**DESCRIPTION OF THE TASK**
Reproduce everything in the declaration page guide from "This guide walks through the seven" down to "and endorsements schedule.", swapping "seven zones" for "seven sections".

--- Start DOCUMENT SECTION ---

Declaration Page Review: The Complete Guide for Insurance Professionals

The insurance declaration page is the one-to-three-page summary at the front of every policy that names the insured, identifies coverage, states limits, and lists the forms and endorsements. This guide walks through the 7 zones of a standard Commercial Package dec page, carrier policy number formats, and why the forms schedule is the most error-prone field.

JS
Javier Sanz

Founder & CEO

The insurance declaration page is the one-to-three-page summary at the front of every policy that identifies the parties, the coverage, the limits, the policy period, and the forms and endorsements attached. Commonly called the "dec page" in agency conversations, it is the document that every broker, every underwriter, every claim adjuster, and most policyholders will look at first when any question arises about a specific policy. It is also the document where most of the errors that drive E&O claims originate: a misspelled named insured, an incorrect effective date, a limit that reflects the quote rather than the bound coverage, a form omitted from the schedule that was supposed to be on the policy.

This guide walks through the seven zones of a standard Commercial Package dec page, the specific policy number format conventions used by Hartford, Travelers, Chubb, and Liberty Mutual, and why the forms and endorsements schedule is the most error-prone field on the entire page.

Key Takeaways

  • A standard Commercial Package declaration page has seven zones: insured information, policy period, insurer information, coverage summary, limits of insurance, premium, and the forms and endorsements schedule.
  • Carrier policy number formats vary. Hartford uses 12-digit numeric codes with hyphens. Travelers uses 10-digit alphanumeric codes. Chubb uses alphanumeric codes starting with a state identifier. Liberty Mutual uses variable-length alphanumeric codes.
  • The forms and endorsements schedule is the most error-prone field on the declaration page. Missing forms account for approximately 40% of documented policy review discrepancies.
  • Effective date and time conventions differ by carrier. Most default to 12:01 AM local time, but some use 12:00 PM. The hour matters on loss claims near the policy boundary.
  • Declaration pages should be reviewed at policy issuance, at each endorsement, and at renewal. The review at issuance catches carrier drafting errors; the review at renewal catches carrier changes at renewal.
  • BrokerageAudit's Policy Checker reads every zone of the declaration page and compares each field to the binder, the application, and the prior-year policy.

What a Declaration Page Is

A declaration page (the insurance industry's shorthand is "dec page" or simply "the declarations") is the summary section at the front of a policy that captures the key contract elements. It identifies who is insured, what is covered, for what period, with what limits, at what premium.

The body of the policy (the insuring agreement, conditions, exclusions, and endorsements) governs coverage scope. The declaration page states the specifics that are unique to the insured: names, addresses, policy period, limits, property schedules, vehicle schedules. Together, the declaration page and the body of the policy form the contract of insurance.

The declaration page is a summary, not the policy. A declaration page without the underlying forms is not a complete contract of insurance. But for most practical purposes (proof of coverage, certificate generation, claim reporting, compliance documentation), the declaration page is what brokers, insureds, and third parties look at.

Personal lines policies and commercial monoline policies typically have a single-page declaration. Commercial Package policies (BOP, commercial package, umbrella with follow-form underlying) often have a 2-3 page declaration section: a common declaration for the package, plus line-specific declarations for each coverage line (general liability, property, auto, inland marine).

--- End DOCUMENT SECTION ---
--- Start DATA RECORDS ---

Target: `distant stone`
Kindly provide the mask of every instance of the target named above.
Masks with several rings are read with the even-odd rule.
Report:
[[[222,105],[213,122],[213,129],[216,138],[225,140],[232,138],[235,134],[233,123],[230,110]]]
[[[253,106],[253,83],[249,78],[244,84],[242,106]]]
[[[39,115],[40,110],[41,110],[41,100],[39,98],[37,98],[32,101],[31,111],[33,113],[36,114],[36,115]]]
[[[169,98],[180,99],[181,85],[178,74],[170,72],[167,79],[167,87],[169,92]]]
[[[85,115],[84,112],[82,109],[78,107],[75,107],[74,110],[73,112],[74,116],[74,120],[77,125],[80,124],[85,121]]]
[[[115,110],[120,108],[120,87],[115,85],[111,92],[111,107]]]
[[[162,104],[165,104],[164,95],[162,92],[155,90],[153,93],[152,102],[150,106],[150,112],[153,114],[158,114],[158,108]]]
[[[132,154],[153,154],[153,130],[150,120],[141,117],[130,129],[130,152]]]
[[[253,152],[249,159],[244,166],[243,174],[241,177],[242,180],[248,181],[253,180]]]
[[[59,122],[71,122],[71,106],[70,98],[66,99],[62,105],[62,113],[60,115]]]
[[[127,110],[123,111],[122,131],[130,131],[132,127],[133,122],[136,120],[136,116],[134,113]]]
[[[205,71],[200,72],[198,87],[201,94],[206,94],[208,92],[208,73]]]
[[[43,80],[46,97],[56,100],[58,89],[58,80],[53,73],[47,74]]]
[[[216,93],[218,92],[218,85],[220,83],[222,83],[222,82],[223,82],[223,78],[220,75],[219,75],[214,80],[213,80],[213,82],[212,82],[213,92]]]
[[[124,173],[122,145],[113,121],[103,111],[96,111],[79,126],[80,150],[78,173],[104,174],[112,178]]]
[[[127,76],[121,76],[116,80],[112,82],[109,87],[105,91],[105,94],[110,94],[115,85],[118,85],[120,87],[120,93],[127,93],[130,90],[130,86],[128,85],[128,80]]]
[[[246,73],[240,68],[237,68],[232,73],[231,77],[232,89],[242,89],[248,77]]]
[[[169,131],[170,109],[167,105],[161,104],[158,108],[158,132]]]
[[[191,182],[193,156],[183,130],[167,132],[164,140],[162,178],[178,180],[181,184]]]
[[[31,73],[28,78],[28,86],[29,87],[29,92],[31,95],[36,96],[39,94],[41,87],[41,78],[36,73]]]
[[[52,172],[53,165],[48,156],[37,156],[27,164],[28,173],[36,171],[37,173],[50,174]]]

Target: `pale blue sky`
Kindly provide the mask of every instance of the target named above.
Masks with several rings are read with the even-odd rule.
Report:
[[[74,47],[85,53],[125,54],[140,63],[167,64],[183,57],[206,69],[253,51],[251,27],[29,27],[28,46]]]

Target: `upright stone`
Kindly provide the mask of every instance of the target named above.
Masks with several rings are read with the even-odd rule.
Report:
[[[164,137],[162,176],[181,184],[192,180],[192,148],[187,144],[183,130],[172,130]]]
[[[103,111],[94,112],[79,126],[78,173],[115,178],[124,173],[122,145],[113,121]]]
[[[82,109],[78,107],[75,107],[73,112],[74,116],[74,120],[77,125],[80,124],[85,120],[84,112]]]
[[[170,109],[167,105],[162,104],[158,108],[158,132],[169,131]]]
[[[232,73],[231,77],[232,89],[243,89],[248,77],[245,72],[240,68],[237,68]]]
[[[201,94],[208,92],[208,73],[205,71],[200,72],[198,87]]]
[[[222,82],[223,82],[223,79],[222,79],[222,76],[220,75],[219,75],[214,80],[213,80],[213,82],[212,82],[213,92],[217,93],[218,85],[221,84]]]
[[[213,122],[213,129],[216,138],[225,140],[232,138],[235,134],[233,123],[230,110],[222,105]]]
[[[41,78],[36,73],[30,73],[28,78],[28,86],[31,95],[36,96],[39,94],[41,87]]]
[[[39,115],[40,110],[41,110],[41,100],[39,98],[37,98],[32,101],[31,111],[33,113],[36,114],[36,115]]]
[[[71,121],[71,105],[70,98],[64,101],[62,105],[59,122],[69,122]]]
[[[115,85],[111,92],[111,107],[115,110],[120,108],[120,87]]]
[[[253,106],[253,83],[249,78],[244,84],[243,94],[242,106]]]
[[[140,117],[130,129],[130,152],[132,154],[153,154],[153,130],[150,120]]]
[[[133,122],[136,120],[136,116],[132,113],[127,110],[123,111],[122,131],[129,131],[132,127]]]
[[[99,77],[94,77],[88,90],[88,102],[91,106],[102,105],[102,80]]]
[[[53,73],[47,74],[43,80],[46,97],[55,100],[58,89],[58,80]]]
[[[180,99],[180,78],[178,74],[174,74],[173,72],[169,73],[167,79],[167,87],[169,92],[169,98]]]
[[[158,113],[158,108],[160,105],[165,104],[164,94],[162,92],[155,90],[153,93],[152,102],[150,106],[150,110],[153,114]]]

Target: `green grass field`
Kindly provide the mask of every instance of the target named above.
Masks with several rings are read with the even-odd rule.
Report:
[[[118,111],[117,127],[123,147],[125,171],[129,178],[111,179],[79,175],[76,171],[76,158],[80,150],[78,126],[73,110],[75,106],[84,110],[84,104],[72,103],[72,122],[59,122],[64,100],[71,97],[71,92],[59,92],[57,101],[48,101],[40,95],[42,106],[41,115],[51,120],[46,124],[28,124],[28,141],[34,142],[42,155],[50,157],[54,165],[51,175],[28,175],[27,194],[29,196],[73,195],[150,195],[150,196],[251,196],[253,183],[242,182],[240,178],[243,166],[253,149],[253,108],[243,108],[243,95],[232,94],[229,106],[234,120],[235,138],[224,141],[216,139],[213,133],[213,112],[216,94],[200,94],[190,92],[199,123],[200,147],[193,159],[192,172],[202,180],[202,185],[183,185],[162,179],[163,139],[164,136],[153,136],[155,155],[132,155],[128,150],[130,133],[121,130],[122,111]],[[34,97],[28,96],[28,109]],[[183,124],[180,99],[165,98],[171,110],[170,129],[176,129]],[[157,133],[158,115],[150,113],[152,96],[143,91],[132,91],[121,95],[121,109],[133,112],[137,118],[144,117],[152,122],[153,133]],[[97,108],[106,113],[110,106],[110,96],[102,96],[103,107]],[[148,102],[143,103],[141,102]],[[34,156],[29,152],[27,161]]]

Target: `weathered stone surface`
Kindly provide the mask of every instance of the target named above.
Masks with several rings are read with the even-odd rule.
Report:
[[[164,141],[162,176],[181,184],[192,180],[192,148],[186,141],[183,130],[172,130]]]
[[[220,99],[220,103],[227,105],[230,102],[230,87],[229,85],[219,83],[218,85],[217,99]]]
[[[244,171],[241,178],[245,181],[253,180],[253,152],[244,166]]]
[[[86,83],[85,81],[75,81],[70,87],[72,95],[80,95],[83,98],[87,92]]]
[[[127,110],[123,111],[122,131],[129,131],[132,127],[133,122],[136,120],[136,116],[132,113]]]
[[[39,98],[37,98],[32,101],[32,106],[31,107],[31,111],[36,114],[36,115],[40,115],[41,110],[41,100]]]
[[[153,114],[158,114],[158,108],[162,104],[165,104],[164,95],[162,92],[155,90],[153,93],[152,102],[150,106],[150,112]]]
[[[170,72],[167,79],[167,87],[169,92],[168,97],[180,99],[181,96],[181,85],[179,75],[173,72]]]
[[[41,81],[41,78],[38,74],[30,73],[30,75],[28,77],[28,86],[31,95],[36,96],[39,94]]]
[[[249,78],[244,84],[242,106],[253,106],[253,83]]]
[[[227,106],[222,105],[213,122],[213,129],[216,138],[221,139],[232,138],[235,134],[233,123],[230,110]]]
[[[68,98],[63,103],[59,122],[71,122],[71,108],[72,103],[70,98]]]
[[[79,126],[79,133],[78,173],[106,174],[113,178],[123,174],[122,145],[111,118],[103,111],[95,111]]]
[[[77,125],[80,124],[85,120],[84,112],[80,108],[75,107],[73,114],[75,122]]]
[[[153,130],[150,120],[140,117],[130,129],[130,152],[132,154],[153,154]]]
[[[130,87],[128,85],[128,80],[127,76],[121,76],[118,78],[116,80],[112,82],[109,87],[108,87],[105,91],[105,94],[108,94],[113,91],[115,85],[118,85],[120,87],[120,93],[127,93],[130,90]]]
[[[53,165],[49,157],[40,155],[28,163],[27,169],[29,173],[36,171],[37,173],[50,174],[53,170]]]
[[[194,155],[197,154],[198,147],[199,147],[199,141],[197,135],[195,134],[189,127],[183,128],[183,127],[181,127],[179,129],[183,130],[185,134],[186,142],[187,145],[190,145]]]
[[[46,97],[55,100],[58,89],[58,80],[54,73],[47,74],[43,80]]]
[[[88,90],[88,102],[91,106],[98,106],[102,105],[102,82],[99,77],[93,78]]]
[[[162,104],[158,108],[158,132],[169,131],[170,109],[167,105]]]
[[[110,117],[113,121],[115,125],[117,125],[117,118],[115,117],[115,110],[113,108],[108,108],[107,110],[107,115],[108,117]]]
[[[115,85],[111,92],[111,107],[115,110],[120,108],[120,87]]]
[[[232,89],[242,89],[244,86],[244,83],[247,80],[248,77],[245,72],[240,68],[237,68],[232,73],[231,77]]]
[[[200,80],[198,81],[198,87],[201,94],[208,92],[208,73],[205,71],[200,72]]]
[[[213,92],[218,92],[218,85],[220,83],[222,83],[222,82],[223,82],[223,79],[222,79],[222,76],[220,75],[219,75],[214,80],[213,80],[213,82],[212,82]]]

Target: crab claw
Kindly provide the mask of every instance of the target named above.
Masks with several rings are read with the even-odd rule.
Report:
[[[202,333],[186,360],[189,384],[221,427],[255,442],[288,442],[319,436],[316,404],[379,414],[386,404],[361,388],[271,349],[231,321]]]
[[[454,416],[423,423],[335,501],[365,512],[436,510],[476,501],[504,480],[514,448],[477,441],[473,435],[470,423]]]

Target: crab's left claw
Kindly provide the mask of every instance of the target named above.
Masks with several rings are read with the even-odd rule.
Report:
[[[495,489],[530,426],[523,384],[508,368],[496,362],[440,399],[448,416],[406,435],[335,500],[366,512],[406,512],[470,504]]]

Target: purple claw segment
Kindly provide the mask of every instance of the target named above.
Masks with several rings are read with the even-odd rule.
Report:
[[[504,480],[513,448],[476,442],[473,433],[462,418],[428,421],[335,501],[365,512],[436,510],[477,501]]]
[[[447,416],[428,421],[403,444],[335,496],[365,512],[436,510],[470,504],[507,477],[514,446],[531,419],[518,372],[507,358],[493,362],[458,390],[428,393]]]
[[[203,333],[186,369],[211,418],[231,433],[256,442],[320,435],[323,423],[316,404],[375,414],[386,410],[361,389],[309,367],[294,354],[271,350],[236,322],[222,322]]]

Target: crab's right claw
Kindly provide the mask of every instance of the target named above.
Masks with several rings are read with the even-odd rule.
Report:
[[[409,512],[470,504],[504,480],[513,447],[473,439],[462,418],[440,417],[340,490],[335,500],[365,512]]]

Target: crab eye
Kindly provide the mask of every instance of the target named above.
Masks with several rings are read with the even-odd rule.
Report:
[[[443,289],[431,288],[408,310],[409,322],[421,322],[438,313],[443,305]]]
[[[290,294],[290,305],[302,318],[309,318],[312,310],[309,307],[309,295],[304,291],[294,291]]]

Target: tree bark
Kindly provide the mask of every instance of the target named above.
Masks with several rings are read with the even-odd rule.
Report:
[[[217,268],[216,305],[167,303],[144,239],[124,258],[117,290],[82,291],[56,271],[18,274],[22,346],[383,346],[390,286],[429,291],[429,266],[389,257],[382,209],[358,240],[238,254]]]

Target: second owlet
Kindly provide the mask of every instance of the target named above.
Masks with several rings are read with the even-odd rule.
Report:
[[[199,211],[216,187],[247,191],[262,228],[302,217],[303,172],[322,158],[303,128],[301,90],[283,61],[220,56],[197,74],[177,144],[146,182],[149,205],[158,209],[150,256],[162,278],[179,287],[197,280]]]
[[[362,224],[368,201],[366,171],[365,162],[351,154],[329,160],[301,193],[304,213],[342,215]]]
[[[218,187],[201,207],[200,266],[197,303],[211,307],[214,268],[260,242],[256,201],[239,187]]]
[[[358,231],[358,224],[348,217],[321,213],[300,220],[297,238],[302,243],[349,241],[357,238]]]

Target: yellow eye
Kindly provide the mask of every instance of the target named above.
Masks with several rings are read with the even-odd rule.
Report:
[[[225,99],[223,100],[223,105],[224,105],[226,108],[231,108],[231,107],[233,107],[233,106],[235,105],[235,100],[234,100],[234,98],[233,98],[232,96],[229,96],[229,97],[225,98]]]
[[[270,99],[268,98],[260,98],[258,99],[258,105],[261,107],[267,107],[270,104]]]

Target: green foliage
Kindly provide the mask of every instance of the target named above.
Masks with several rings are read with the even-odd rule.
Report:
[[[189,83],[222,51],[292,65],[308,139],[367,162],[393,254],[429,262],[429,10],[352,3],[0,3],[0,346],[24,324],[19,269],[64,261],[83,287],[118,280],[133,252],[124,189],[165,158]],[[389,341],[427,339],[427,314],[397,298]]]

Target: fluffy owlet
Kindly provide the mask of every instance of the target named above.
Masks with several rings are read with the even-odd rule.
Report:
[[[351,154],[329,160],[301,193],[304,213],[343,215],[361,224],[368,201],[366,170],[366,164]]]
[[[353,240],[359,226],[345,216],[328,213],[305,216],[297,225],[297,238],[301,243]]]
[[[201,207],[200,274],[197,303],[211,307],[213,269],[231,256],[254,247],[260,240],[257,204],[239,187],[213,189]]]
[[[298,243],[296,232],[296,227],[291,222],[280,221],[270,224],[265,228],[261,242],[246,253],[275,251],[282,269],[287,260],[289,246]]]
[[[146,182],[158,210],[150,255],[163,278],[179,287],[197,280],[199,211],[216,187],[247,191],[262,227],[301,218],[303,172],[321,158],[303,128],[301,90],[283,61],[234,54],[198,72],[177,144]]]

--- End DATA RECORDS ---

**RESULT BELOW**
This guide walks through the seven sections of a standard Commercial Package dec page, the specific policy number format conventions used by Hartford, Travelers, Chubb, and Liberty Mutual, and why the forms and endorsements schedule is the most error-prone field on the entire page.

Key Takeaways

  • A standard Commercial Package declaration page has seven sections: insured information, policy period, insurer information, coverage summary, limits of insurance, premium, and the forms and endorsements schedule.